→ Problem
Gather every line in the data below that contains the word "ceiling" and copy each such line in full.

→ Entries
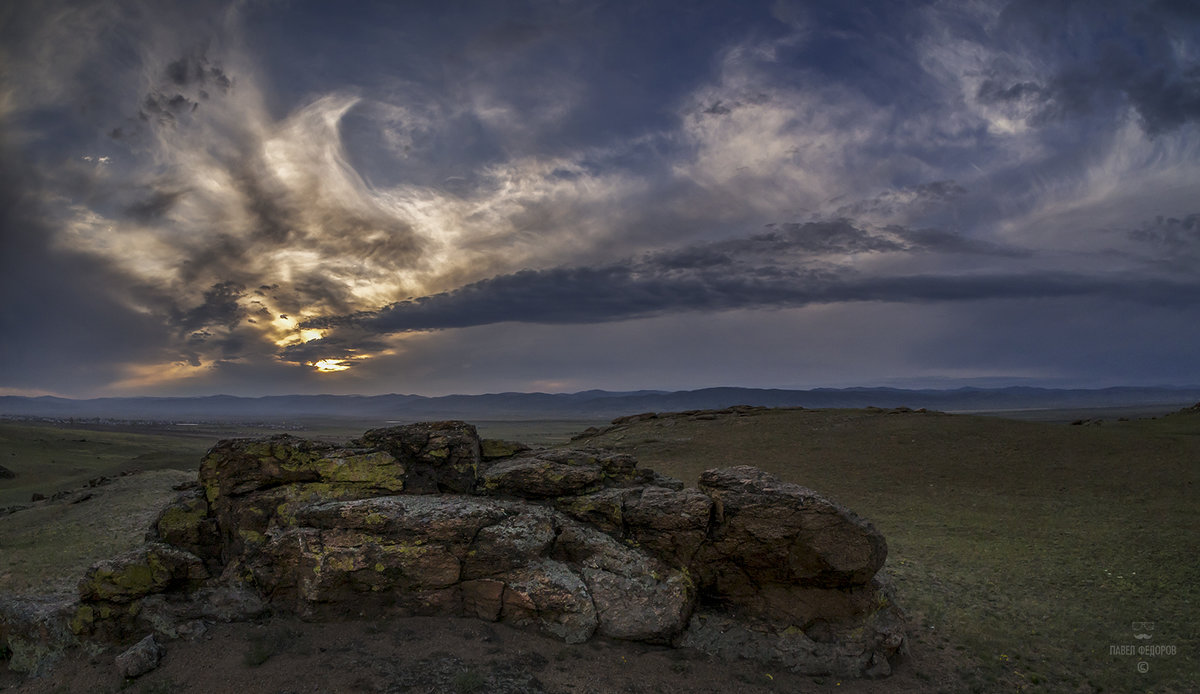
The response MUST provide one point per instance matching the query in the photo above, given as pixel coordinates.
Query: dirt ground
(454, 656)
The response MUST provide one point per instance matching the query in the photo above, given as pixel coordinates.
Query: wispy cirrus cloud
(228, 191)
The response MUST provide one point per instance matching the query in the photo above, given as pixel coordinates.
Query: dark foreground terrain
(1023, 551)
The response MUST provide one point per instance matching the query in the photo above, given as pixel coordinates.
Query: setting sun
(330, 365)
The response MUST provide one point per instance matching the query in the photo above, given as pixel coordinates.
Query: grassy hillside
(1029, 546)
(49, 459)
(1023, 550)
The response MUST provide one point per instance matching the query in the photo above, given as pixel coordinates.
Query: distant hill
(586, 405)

==

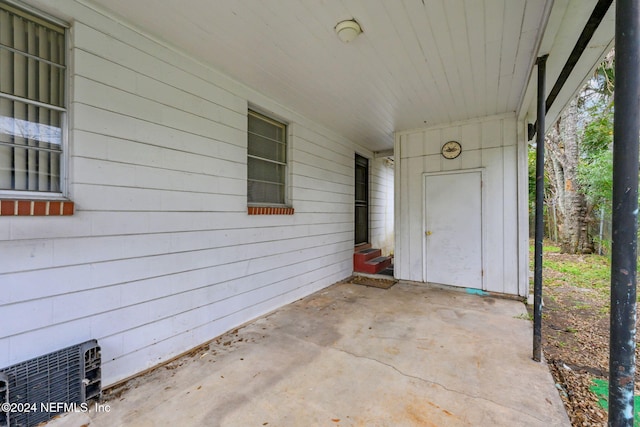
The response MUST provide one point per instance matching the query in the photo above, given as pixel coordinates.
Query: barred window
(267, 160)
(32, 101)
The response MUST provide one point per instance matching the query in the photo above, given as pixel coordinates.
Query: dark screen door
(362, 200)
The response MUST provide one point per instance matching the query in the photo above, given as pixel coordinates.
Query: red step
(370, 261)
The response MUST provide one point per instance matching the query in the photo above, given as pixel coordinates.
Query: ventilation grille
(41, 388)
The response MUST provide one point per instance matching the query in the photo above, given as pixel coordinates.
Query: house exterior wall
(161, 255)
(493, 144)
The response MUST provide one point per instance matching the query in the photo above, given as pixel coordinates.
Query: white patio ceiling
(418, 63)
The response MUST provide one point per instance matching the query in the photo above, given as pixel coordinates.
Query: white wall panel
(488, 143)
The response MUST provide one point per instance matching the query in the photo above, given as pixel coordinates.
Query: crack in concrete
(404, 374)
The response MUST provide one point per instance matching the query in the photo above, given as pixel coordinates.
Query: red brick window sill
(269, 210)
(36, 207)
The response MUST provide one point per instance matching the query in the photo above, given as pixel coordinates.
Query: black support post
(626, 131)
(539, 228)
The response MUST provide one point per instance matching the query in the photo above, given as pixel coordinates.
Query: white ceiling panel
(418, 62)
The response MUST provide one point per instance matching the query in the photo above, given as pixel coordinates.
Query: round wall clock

→ Exercise output
Query: white patio ceiling
Query: white ceiling panel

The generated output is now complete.